Malgré une couverture colorée et une quatrième de couverture digne d'un roman, ce livre - qui n'est pas une oeuvre de fiction - décrit une réalité bien sombre. Avec « Made in China », paru en français à l'occasion de la rentrée littéraire 2022, la journaliste américaine Amelia Pang, dont les origines sont ouïghours et chinoises, propose un essai fort bien documenté sur le travail forcé des prisonniers d'opinion et des minorités ethniques en Chine.

Le livre débute en 2012 avec Julia Keith, une ménagère américaine qui découvre dans un paquet de décorations d'Halloween bas de gamme - produit évidemment importé de Chine - une lettre écrite trois ans plus tôt dans un mélange de mauvais anglais et d'idéogrammes chinois. Son auteur, Sun Yi, est un ingénieur détenu depuis 2008 dans un camp de travailleurs forcés à Masanjia (province du Liaoning) qui tente tant bien que mal d'interpeller le consommateur étranger sur ses conditions de vie. L'affaire devient très rapidement médiatique. Est ainsi révélé au grand public, l'existence de ces camps de rééducation par le travail forcé qui quadrillent la Chine.

Cet appel à l'aide est le point de départ d'une minutieuse enquête sur la violence du quotidien et les conditions d'hygiène déplorables de ces milliers détenus dans ces « goulags chinois » qui participent aux exportations économiques florissantes du pays. Ils sont brutalisés, mal nourris et travaillent plus de quinze heures par jour - sans repos hebdomadaire - pour fabriquer des produits d'exportation à vil prix (jouets, vêtements, composants électroniques, etc.).

Le point de départ et le travail éditorial laissent à penser qu'il s'agit d'une oeuvre de fiction mais il s'agit bien malheureusement de faits réels, comme expliqué dans l'épilogue. Chaque chiffre, témoignage ou affirmation est d'ailleurs documenté dans un glossaire très complet en fin d'ouvrage.

Le travail de documentation est colossal et il faut bien avouer que le lecteur a parfois l'impression de lire une thèse sur le sujet. Reste que la thématique y est passionnante et, surtout, la journaliste américaine Amélia Pang ne se contente pas de constater l'existence de ces camps. Elle en explique les raisons et envisage des solutions pour encourager une évolution de la part des autorités Chinoises à ce sujet.

(Enregistrements fournis):

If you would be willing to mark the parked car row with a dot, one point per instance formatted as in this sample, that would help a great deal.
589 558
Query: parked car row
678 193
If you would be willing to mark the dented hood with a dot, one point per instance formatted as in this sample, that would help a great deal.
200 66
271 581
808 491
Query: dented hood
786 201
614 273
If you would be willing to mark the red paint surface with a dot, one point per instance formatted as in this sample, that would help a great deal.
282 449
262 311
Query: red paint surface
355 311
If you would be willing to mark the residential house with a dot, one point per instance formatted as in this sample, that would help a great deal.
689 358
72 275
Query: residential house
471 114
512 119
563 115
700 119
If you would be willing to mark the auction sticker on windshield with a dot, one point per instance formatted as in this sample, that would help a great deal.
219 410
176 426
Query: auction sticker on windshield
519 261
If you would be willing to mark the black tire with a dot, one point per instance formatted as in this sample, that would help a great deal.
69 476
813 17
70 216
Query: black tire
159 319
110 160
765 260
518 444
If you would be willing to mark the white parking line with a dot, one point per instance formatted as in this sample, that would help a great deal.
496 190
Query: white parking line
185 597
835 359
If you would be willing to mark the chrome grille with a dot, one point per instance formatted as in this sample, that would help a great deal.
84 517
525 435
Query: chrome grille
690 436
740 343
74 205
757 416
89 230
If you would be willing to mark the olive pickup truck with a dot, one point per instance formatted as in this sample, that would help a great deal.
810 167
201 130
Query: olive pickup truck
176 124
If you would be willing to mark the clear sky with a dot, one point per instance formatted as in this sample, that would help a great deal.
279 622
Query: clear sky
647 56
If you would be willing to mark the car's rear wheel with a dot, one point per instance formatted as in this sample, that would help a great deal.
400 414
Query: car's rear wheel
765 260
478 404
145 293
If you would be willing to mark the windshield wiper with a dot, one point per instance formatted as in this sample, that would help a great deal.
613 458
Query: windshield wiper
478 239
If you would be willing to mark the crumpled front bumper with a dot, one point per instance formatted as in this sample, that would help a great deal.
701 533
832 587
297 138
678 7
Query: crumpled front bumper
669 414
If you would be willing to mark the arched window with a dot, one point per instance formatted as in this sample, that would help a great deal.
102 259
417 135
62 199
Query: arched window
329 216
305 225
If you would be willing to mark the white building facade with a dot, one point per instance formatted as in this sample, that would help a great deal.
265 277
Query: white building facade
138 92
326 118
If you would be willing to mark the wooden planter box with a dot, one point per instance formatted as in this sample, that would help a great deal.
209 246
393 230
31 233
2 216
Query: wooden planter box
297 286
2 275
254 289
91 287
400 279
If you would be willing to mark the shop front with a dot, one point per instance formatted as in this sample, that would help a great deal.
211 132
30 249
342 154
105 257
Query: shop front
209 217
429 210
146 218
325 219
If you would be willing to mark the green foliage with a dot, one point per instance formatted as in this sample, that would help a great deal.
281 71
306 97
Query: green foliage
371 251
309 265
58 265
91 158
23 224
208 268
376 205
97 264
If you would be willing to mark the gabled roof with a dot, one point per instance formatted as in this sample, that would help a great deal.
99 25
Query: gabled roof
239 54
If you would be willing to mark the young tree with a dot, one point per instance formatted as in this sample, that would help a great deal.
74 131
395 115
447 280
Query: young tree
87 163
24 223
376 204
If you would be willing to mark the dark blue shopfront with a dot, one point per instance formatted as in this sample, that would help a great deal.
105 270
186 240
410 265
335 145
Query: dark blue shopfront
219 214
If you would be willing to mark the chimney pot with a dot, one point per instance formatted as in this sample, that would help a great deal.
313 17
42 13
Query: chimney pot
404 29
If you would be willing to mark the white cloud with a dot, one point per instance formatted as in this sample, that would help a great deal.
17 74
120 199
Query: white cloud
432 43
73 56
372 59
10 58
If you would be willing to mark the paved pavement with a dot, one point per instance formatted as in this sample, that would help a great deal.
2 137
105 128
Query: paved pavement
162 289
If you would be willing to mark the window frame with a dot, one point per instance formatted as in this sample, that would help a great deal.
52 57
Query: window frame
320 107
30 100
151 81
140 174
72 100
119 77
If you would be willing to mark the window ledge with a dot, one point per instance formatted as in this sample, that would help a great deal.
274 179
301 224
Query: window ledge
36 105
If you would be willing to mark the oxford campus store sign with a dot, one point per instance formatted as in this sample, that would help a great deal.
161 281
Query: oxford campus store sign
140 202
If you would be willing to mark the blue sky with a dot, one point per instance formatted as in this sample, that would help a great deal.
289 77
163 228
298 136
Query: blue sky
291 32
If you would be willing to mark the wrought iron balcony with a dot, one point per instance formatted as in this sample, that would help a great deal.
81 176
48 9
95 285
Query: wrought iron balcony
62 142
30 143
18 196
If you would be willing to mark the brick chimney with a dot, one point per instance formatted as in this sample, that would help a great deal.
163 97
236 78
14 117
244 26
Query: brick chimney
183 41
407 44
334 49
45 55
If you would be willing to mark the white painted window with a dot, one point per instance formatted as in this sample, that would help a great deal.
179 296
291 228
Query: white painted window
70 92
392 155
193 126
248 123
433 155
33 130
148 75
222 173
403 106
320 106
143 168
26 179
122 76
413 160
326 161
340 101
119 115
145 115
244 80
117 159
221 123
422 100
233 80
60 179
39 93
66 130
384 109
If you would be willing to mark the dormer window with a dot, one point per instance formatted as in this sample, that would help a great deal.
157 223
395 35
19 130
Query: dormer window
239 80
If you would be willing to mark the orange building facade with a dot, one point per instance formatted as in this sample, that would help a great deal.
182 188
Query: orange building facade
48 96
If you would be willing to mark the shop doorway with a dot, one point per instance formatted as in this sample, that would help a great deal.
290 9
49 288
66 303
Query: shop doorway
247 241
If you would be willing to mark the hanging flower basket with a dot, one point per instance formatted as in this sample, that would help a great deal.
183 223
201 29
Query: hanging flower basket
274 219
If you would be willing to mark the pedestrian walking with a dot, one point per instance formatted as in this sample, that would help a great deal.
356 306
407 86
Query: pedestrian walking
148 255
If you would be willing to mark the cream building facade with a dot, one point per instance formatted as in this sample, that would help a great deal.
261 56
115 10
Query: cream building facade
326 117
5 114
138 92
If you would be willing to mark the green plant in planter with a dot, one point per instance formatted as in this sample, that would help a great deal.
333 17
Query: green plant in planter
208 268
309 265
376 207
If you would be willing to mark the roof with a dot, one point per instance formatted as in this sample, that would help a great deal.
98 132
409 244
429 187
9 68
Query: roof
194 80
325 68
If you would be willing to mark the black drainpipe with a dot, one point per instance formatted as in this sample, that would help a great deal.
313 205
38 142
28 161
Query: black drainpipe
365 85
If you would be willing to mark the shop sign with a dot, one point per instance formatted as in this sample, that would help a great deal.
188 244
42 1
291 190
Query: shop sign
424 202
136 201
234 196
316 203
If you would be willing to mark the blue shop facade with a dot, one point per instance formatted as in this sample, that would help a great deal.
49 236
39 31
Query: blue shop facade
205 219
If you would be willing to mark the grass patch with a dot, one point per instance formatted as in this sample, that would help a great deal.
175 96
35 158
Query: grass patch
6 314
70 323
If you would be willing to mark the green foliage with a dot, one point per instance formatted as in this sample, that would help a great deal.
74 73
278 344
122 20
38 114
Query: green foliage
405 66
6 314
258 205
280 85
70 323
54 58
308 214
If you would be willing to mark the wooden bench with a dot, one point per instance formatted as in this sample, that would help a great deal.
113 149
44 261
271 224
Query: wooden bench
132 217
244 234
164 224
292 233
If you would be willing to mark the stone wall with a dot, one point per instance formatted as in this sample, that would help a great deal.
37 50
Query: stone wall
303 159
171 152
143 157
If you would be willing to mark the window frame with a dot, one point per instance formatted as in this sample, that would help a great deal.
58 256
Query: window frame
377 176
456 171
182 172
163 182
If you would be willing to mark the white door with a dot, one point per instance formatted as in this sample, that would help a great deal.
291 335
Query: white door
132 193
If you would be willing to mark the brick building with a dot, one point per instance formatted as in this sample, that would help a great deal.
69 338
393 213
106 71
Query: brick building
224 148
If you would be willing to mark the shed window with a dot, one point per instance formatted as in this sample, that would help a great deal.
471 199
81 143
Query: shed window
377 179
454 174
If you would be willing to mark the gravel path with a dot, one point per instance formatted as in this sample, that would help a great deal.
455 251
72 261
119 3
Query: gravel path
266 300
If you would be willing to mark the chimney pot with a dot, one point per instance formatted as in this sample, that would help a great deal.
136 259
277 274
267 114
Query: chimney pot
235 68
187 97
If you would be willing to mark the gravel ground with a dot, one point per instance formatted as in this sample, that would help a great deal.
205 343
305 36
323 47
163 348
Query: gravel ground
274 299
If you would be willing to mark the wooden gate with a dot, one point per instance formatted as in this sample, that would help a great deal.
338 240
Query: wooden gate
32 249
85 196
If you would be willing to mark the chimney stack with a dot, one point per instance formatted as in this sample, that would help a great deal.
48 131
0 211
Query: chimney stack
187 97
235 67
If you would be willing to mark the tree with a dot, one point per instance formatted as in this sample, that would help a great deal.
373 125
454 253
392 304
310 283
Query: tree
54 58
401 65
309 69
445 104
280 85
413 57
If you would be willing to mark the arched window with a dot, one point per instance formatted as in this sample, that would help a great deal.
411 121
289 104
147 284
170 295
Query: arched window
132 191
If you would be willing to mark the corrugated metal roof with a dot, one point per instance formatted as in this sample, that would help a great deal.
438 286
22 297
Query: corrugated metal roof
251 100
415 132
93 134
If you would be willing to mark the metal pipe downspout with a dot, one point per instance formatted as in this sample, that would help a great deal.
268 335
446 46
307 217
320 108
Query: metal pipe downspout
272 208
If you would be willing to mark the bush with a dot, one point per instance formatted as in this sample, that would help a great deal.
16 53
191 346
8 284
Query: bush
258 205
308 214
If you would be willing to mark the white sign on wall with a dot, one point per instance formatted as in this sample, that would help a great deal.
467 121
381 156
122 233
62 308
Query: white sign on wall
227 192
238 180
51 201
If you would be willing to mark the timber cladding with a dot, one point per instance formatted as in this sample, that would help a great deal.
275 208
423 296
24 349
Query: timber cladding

(Consignes de l'exercice):
(a) Dans les enregistrements, reprenez la partie qui s'ouvre sur la ligne contenant "If you would be willing to mark the metal" et se termine avec la fin des enregistrements, en remplaçant "Query" par "Label" sans rien changer d'autre.
(b) Prolongez la critique du livre « Made in China » à partir de sa dernière phrase.
Ces enregistrements sont sans lien avec le texte.

(Réponses de l'exercice):
(a)
If you would be willing to mark the metal pipe downspout with a dot, one point per instance formatted as in this sample, that would help a great deal.
268 335
446 46
307 217
320 108
Label: metal pipe downspout
272 208
If you would be willing to mark the bush with a dot, one point per instance formatted as in this sample, that would help a great deal.
16 53
191 346
8 284
Label: bush
258 205
308 214
If you would be willing to mark the white sign on wall with a dot, one point per instance formatted as in this sample, that would help a great deal.
467 121
381 156
122 233
62 308
Label: white sign on wall
227 192
238 180
51 201
If you would be willing to mark the timber cladding with a dot, one point per instance formatted as in this sample, that would help a great deal.
275 208
423 296
24 349
Label: timber cladding

(b)
Amelia Pang considère notamment que les consommateurs doivent agir à leur niveau pour dénoncer et boycotter les entreprises chinoises utilisant de véritables esclaves modernes. Elle propose également la création d'un label « sans Laogai » pour promouvoir les entreprises et les marques vertueuses.

Cette « consommation éthique » pourrait ne pas être si dérisoire qu'elle le paraît à première vue car la Chine, pays fortement exportateur, n'est évidemment pas insensible à la perspective de moindres débouchés commerciaux en Occident.

Une prise de conscience des consommateurs s'impose d'autant plus que les Chinois se sont jusqu'ici adaptés sans trop de difficultés à une législation occidentale peu regardante, dans les faits, sur les conditions de production des marchandises.

Ce travail de sensibilisation d'Amelia Pang mérite donc d'être amplement diffusé afin que les consommateurs occidentaux s'interrogent en conscience sur l'origine réelle des produits « made in China » qui leur sont proposés.

Une enquête journalistique passionnante qui allie à la fois la force romanesque d'un roman et la pédagogie de haut niveau, caractéristique d'un essai. Malheureusement, ce livre est injustement passé inaperçu malgré un sujet plus que jamais d'actualité.